The lighting device according to the present invention is characterized in that a curved surface curved inward is formed at an inner surface portion of the reflection part facing the first opening.

The lighting device according to the present invention is characterized in that the plurality of light sources are arranged in a plurality of rows along an outer side surface of the reflection part, and the reflection part includes a plurality of the first openings for making light enter from each row of the light source.

The lighting device according to the present invention is characterized by including: a substrate on which the light source is mounted on one surface; a reflection sheet with one surface covering another surface of the light guide plate; and a heat dissipation plate being in contact with another surface of the reflection sheet and being wider than the reflection sheet, wherein another surface of the substrate is in contact with the heat dissipation plate.

The liquid crystal display apparatus to the present invention is characterized by a liquid crystal display apparatus including the lighting device according to the description above and a liquid crystal panel displaying an image using light output from one surface of the light guide plate in the lighting device.

The lighting device and liquid crystal display apparatus according to the present application may reduce a loss of light.

BRIEF DESCRIPTION OF SEVERAL VIEWS OF DRAWINGS

FIG. 1 is a perspective view of a liquid crystal panel module seen from the front side.

◆ RECORDED INFORMATION

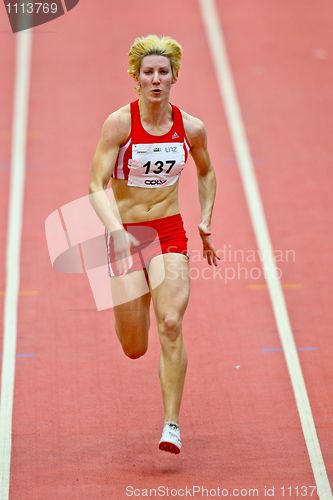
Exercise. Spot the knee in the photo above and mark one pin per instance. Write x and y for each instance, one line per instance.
(170, 325)
(134, 353)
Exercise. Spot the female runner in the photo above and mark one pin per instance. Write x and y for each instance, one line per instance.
(142, 150)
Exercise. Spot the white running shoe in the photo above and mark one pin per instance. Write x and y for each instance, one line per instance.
(170, 440)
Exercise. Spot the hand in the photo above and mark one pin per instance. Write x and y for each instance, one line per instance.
(122, 243)
(209, 251)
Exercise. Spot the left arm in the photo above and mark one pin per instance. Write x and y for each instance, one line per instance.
(206, 185)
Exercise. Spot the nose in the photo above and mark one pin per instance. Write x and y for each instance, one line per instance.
(156, 78)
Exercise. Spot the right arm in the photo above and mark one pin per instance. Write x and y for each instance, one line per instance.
(113, 133)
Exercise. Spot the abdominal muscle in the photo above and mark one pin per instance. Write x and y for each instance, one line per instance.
(136, 204)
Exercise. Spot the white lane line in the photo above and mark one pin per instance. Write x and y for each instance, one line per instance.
(14, 230)
(257, 215)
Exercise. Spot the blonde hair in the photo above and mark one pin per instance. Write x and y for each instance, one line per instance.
(154, 45)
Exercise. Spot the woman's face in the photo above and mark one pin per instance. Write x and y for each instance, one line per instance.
(155, 78)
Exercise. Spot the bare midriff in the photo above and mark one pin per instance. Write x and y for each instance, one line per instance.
(136, 204)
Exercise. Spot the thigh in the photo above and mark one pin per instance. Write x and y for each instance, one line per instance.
(169, 283)
(131, 300)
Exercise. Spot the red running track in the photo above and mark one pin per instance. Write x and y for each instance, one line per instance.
(86, 420)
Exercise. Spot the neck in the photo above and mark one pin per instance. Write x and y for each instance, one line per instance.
(154, 113)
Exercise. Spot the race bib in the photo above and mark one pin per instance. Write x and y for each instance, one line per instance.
(156, 165)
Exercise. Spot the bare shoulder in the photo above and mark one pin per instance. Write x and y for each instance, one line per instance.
(117, 126)
(195, 129)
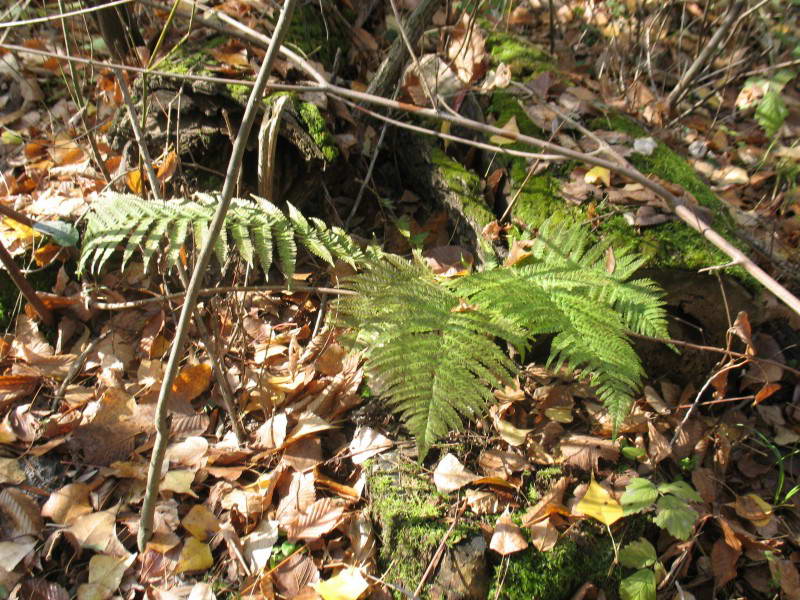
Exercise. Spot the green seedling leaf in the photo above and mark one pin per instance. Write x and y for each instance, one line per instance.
(11, 137)
(633, 452)
(677, 517)
(638, 554)
(639, 495)
(771, 112)
(639, 586)
(681, 489)
(63, 234)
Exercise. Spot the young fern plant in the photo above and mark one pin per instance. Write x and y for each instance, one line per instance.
(258, 229)
(430, 345)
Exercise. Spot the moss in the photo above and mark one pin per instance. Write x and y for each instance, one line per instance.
(674, 244)
(523, 57)
(318, 130)
(558, 573)
(411, 514)
(240, 93)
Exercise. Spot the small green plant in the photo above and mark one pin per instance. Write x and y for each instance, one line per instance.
(254, 226)
(430, 344)
(672, 513)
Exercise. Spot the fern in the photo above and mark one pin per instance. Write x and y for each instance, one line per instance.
(258, 230)
(430, 346)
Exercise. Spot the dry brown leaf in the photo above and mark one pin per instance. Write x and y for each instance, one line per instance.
(467, 50)
(544, 535)
(551, 503)
(753, 508)
(499, 463)
(584, 451)
(11, 472)
(507, 537)
(195, 556)
(19, 514)
(200, 522)
(723, 562)
(191, 381)
(317, 520)
(367, 443)
(482, 502)
(97, 531)
(295, 573)
(272, 433)
(65, 505)
(451, 475)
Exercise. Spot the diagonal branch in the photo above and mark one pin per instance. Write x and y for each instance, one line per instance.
(162, 427)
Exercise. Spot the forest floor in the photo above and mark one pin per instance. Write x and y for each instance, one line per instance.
(325, 495)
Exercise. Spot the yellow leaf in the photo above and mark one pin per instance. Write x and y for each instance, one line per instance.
(179, 481)
(512, 128)
(195, 556)
(599, 504)
(24, 233)
(348, 584)
(598, 175)
(134, 181)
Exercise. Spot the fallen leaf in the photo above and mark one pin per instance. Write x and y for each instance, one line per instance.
(258, 544)
(19, 514)
(544, 535)
(195, 556)
(191, 381)
(315, 521)
(753, 508)
(200, 522)
(179, 481)
(367, 443)
(723, 562)
(347, 584)
(511, 128)
(600, 505)
(105, 576)
(451, 475)
(597, 175)
(507, 537)
(11, 472)
(65, 505)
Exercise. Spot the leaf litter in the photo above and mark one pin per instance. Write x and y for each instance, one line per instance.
(285, 514)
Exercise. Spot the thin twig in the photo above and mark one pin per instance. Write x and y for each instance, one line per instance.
(218, 290)
(715, 350)
(440, 550)
(702, 59)
(75, 368)
(217, 367)
(706, 385)
(137, 132)
(678, 206)
(162, 429)
(25, 287)
(63, 16)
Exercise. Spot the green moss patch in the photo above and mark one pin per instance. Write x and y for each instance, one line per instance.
(556, 574)
(411, 515)
(524, 58)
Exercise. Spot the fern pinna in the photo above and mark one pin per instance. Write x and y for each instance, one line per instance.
(254, 226)
(430, 346)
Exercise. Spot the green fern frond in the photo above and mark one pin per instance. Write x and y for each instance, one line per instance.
(431, 347)
(432, 357)
(253, 228)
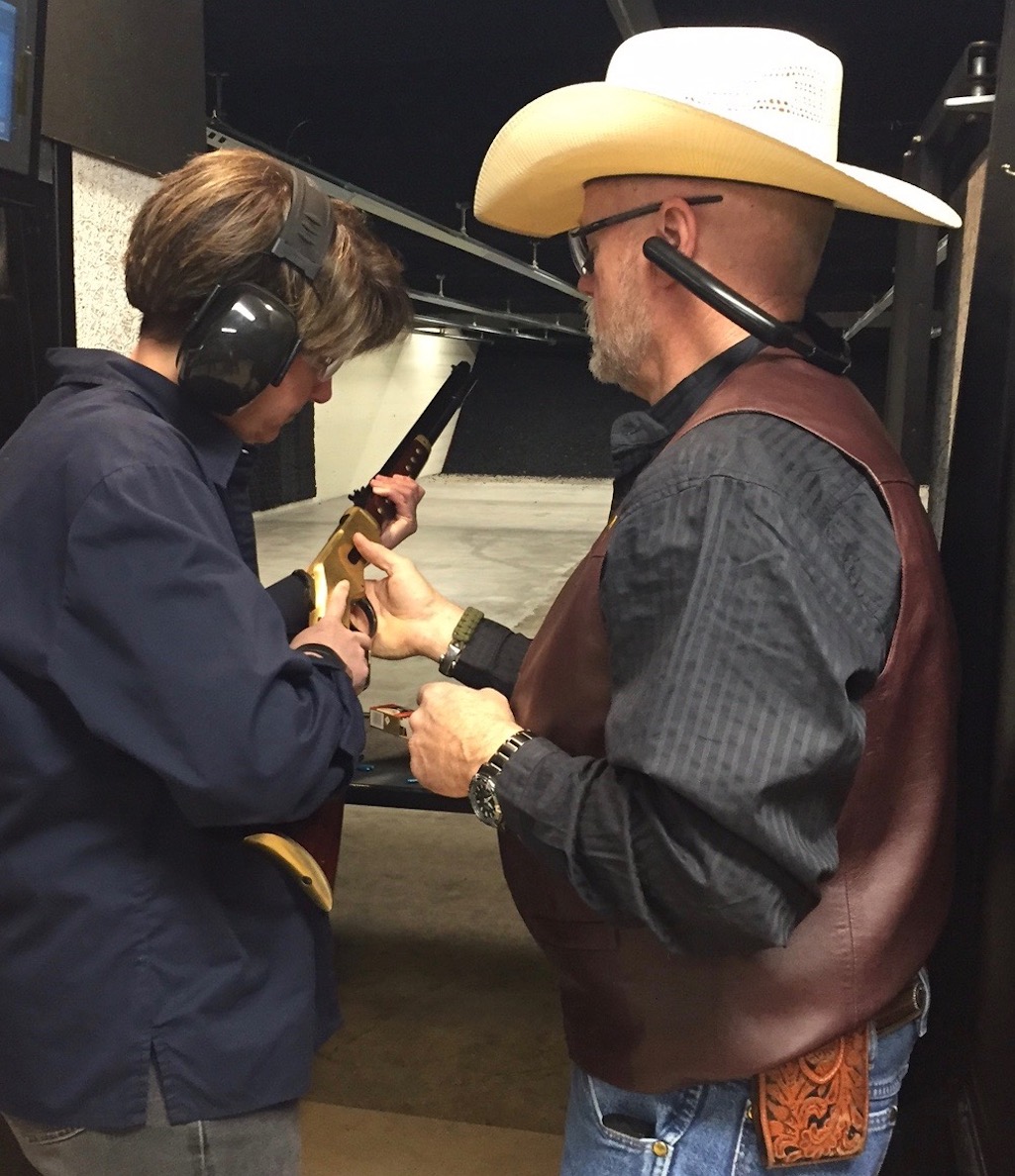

◆ PROBLEMS
1. In the lighting device patent excerpt, why does the reflection part have more than one first opening? Answer in one to three sentences.
2. Carry on the lighting device patent excerpt from its last line.

◆ ANSWERS FOR THE EXERCISE
1. The light sources are arranged in several rows along the outer side surface of the reflection part. A first opening is provided for each row so that light from every row can enter.

2.
FIG. 2 is an exploded perspective view of the backlight.

FIG. 3 illustrates the internal structure of the lower end of the backlight.

FIG. 4 is explanatory views for illustrating the procedure of assembling the backlight.

FIG. 5 is explanatory views for illustrating the procedure of assembling the backlight.

FIG. 6 is explanatory views for illustrating the procedure of assembling the backlight.

FIG. 7 is explanatory views for illustrating the procedure of assembling the backlight.

FIG. 8 is explanatory views for illustrating the procedure of assembling the backlight.

FIG. 9 is explanatory views for illustrating the procedure of assembling the backlight.

FIG. 10 is a view for illustrating a path of light output from the reflection member to the light guide plate.

FIG. 11 is a view for illustrating a path of light flux output from the reflection member to the light guide plate.

FIG. 12 is a view for illustrating the internal structure of the lower end of the backlight.

FIG. 13 is a section view illustrating the internal structure of the lower end of the backlight.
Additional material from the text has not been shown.